## Selected excerpt
== == ==

In the Know
I am reading a book titled "Mother's Milk" by Edward St. Aubyn. It is an interesting book and certainly more cerebral than the light summer reading I have been devouring for the past year. As I have been reading it, I have been marking pages with quotes that make me think. All of these quotes deserve a blog post so that I can really work though them, but who has the time. I went through the first half of the book I have read so far and I picked the quote that fits my life at this moment.
"I remember complaining to my doctor about the side effects of the Ribavirin he prescribed me. "Oh, yes, that's known," he said with a kind of tremendous infectious calm. Mind you, when I told him about a side effect that wasn't known, he dismissed it by saying, 'I've never heard of that before.'" (p.103)
Perhaps the quote is not as interesting when taken out of context, but nonetheless it speaks to me. It speaks to me about the known versus the unknown and how sometimes our brains help us to "unknow" the things we know to be true.
I had an attack of pelvic pain the other night. When Matt asked me how long it had been happening, I couldn't tell him because I didn't know exactly. I remember thinking the last time that it happened "I should probably call my doctor because this feels like the pain from my ovarian cyst." Did I call my doctor? No. I moved on and convinced myself that it was a one time thing and it would take care of itself. That was over 3 months ago and the pain keeps returning. I knew something was wrong, but my brain dismissed it and turned it into the unknown.
I called the doctor today and made an appointment to make the unknown known.

== == ==

Data excerpts:
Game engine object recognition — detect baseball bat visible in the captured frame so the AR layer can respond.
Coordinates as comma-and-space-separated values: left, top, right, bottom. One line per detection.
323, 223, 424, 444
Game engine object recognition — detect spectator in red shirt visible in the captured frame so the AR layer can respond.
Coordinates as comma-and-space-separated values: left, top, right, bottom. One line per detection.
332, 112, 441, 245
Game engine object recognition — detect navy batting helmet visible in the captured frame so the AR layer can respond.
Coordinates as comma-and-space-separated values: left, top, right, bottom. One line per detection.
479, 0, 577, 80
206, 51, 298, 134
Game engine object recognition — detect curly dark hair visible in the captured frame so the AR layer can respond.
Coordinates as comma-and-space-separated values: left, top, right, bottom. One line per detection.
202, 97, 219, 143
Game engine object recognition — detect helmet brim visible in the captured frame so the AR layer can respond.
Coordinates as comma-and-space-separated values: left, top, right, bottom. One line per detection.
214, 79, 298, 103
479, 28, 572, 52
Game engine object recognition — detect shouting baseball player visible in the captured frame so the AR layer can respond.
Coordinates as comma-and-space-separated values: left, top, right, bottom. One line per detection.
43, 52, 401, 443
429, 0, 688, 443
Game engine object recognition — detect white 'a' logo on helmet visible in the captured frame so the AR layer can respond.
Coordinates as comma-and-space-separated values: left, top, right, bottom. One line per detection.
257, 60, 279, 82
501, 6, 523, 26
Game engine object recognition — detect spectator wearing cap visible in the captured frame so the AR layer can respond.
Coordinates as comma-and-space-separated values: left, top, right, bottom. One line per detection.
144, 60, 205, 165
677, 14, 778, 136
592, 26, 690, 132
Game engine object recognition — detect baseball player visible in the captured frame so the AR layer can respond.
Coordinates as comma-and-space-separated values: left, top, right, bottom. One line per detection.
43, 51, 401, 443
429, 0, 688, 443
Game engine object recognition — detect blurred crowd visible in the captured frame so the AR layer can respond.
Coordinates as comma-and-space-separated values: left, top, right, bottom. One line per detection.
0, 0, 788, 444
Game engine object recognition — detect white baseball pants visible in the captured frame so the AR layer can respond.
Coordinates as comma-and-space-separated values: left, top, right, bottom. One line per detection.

== == ==

## About this exercise
Reproduce the blog post word for word, starting at "Perhaps the quote" and ending at "the unknown known.". None of the tasks make use of the entries.

## The answer
Perhaps the quote is not as interesting when taken out of context, but nonetheless it speaks to me. It speaks to me about the known versus the unknown and how sometimes our brains help us to "unknow" the things we know to be true.
I had an attack of pelvic pain the other night. When Matt asked me how long it had been happening, I couldn't tell him because I didn't know exactly. I remember thinking the last time that it happened "I should probably call my doctor because this feels like the pain from my ovarian cyst." Did I call my doctor? No. I moved on and convinced myself that it was a one time thing and it would take care of itself. That was over 3 months ago and the pain keeps returning. I knew something was wrong, but my brain dismissed it and turned it into the unknown.
I called the doctor today and made an appointment to make the unknown known.